---------- Auszug

IZ: 7.3 Menschliche Programmierung: Wenn gute Mechanismen fehlschlagen

Kehren wir zurück zu der evolutionären Herausforderung des Menschen, der so viel ler­nen muß, um zu überleben und Teil seiner sozialen Gemeinschaft zu werden. Die Evo­lution hat unsere Gehirne mit der Fähigkeit versorgt, in kurzer Zeit eine unvorstellbar große Anzahl von Verhaltensweisen und Überzeugungen abzuspeichern.

 

Derzeitige Forschungen weisen darauf hin, daß ein Schlüssel zum Verständnis dieser schnellen Speicherfähigkeit in der fluktuierenden elektrischen Aktivität des Gehirns liegt, die wir in Elektroenzephalogrammen (EEGs) ablesen können.

 

Die zunehmend komplexeren Bilder dieser EEGs zeigen eine große Bandbreite menschlicher Gehirnak­tivität. Sowohl Erwachsene als auch Kinder zeigen Variationen von langsamen Del­ta-Wellen bis hin zu schnellen Beta-Wellen. Man hat jedoch festgestellt, daß bei Kin­dern in jedem Entwicklungsstadium eine ganz bestimmte Wellenfrequenz vorherrscht.

 

Dr. Rima Laibow [Laibow 1999 und 2002] beschreibt in dem Buch QUANTITATIVE EEG AND NEUROFEEDBACK den Ablauf dieser Entwicklungsstadien der Gehirnaktivität. Von der Geburt bis zum Alter von zwei Jahren funktioniert das Gehirn hauptsächlich in der tiefsten EEG-Frequenz von 0,5 bis 4 Zyklen pro Sekunde (Hz), die wir Delta-Wellen nennen. Doch auch wenn sich ihre Gehirnaktivität die meiste Zeit in Delta-Wellen mes­sen läßt, lassen sich auch bei Säuglingen kurze Ausschläge in höhere Frequenzbereiche feststellen.

 

Im Alter von zwei bis sechs Jahren befindet sich das Gehirn des Kindes dann hauptsächlich in einem etwas höheren Frequenzbereich, den Theta-Wellen (4-8 Hz). Ein Hypnotherapeut versetzt seine Patienten in einen Delta- und Theta-Zustand, weil diese niedrige Gehirnfrequenz sehr empfänglich für Programmierungen ist.

 

Das gibt uns einen wichtigen Hinweis darauf, wie Kinder, deren Gehirn bis zum Alter von sechs Jahren hauptsächlich in diesen Frequenzen schwingt, die unglaubliche Menge an Informationen abspeichern können, die sie brauchen, um sich ihrer Umgebung anzu­passen und Entwicklungsfortschritte zu machen. Die Fähigkeit, derart viele Informatio­
nen zu verarbeiten, ist eine wichtige neurologische Anpassungsleistung, die diesen in­formationsintensiven Prozeß des Hineinwachsens in eine Kultur ermöglicht.

--------------------
---------- Untersuchte Daten

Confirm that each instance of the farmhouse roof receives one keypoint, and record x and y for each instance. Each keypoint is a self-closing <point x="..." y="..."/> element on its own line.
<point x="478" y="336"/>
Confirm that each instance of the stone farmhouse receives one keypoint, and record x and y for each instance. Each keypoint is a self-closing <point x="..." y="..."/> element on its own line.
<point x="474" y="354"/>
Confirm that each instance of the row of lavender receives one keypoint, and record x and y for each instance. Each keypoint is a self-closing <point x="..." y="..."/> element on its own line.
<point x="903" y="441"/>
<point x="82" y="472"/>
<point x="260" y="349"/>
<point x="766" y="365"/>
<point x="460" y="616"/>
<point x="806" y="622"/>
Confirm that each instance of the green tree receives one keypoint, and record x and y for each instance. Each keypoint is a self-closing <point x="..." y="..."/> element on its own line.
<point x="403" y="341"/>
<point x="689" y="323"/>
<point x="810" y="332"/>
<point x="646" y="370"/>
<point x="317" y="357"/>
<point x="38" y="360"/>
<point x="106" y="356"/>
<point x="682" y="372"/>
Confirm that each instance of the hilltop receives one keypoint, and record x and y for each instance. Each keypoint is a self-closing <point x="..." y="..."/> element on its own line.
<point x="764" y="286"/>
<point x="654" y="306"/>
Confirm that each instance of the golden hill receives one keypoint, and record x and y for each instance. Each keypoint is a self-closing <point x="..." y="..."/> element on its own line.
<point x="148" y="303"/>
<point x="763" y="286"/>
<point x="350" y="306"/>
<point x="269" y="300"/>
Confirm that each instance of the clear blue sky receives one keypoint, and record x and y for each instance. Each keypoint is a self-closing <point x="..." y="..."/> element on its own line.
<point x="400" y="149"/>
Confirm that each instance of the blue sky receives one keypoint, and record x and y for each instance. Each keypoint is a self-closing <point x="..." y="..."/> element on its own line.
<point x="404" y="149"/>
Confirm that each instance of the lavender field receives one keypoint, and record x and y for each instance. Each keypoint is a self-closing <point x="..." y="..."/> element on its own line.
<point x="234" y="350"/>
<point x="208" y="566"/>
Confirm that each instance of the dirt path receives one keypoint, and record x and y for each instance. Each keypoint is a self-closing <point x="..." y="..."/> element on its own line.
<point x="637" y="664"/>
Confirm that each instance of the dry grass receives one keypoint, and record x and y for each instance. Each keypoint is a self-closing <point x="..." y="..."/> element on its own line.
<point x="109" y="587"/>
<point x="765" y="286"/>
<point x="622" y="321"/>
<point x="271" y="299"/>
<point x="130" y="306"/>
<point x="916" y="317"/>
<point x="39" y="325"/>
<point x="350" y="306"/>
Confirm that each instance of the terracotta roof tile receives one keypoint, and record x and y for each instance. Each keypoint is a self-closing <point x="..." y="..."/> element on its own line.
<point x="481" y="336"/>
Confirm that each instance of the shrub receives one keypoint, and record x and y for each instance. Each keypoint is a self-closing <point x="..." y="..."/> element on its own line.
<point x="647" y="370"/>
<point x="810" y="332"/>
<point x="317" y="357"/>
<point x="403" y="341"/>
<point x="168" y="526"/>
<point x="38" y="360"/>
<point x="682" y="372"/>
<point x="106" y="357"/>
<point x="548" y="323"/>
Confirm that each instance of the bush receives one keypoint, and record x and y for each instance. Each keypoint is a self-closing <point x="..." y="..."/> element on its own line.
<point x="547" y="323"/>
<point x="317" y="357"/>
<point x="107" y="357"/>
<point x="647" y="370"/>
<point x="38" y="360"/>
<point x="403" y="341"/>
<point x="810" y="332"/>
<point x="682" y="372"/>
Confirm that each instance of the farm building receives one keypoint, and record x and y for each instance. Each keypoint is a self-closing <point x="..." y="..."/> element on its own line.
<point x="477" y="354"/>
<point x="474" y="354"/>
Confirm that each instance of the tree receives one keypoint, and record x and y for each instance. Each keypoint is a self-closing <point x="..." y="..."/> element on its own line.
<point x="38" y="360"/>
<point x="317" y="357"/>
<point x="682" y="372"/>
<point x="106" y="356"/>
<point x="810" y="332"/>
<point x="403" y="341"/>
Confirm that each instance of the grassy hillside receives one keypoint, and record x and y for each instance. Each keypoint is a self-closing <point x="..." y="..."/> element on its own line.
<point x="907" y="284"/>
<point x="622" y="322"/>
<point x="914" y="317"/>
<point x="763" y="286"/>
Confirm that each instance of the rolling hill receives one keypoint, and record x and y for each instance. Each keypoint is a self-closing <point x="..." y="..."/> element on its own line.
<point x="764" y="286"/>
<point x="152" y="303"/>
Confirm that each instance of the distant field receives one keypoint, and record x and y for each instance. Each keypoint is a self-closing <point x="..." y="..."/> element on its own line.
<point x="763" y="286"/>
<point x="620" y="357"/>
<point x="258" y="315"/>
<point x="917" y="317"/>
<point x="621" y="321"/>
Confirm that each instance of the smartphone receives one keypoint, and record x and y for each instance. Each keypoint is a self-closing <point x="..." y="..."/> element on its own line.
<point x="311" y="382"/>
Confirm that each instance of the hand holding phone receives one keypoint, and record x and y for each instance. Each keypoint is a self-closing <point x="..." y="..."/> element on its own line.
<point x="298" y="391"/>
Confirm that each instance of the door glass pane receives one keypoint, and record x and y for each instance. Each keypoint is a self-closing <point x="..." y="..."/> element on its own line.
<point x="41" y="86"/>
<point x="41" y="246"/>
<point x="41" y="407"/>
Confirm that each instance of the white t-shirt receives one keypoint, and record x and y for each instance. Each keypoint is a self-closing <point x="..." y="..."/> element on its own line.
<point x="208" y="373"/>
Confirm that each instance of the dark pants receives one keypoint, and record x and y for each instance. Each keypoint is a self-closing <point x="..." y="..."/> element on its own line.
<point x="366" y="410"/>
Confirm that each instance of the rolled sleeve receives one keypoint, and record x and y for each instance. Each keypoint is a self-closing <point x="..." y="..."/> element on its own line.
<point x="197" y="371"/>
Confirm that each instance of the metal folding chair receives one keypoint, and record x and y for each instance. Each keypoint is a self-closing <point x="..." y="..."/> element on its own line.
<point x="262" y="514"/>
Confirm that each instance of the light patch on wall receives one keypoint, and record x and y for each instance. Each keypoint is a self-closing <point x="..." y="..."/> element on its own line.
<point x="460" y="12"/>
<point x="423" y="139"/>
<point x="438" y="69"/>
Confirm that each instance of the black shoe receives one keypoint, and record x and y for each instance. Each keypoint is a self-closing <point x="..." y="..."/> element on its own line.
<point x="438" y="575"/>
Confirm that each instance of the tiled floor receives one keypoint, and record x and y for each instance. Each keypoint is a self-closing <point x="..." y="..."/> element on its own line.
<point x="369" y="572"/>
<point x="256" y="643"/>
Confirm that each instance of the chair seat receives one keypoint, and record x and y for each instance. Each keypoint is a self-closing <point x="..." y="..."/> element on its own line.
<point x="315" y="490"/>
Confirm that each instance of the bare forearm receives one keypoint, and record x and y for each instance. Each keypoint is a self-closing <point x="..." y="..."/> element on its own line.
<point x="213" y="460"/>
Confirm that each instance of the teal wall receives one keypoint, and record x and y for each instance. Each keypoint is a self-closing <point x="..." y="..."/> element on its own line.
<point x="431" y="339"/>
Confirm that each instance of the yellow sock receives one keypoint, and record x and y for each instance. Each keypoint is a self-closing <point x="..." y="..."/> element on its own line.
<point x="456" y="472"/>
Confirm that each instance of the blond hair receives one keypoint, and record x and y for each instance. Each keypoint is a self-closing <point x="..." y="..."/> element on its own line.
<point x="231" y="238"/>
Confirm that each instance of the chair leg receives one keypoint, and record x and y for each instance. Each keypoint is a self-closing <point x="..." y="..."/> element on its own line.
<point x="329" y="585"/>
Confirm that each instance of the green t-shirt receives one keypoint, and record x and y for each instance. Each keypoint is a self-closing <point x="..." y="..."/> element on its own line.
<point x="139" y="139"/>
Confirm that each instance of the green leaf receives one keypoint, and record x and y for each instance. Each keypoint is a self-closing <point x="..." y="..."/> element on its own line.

--------------------

- **Selbst versuchen**
Setze den Auszug über die Gehirnwellen von Kindern im Anschluss an seinen letzten Satz fort. Die Einträge sind eigenständiges Material und stehen in keinem Zusammenhang mit dem Auszug.

- **Schriftliche Antwort**
 

Die menschliche Umgebung und die sozialen Sitten und Gebräuche ändern sich so schnell, daß es nicht sinnvoll wäre, kulturelles Verhalten über genetisch programmierte Instinkte zu vermitteln. Kleine Kinder beobachten ihre Umgebung genau und speichern das Welt­wissen ihrer Eltern direkt in ihr Unterbewußtsein ab. So werden die Verhaltensweisen und Überzeugungen der Eltern zu ihren eigenen.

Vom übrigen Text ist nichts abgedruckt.